START Given data
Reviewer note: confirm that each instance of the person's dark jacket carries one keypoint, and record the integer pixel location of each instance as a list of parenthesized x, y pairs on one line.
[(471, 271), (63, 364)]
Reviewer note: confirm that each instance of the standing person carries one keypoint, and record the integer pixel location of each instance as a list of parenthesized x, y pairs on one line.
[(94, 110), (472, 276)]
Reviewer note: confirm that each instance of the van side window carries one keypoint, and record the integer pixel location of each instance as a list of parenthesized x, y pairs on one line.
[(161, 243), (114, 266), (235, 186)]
END Given data
Word for word, print the listing above once more.

__Answer__.
Reviewer note: confirm that each instance of the person's dark jacket carries one keypoint, and record the integer pixel location of each instance as a list of parenthesized x, y pairs on one line.
[(471, 271), (63, 364)]
Reviewer note: confirm that each instance of the standing person carries one keypoint, and record the integer pixel location of each instance as a list of parenthesized x, y pairs on one line.
[(94, 110), (472, 276)]
Reviewer note: confirm that each instance of the van side window carries one keypoint, and record the integer pixel location of each instance as a list of parenthesized x, y pairs on one line.
[(161, 243), (114, 266), (235, 186)]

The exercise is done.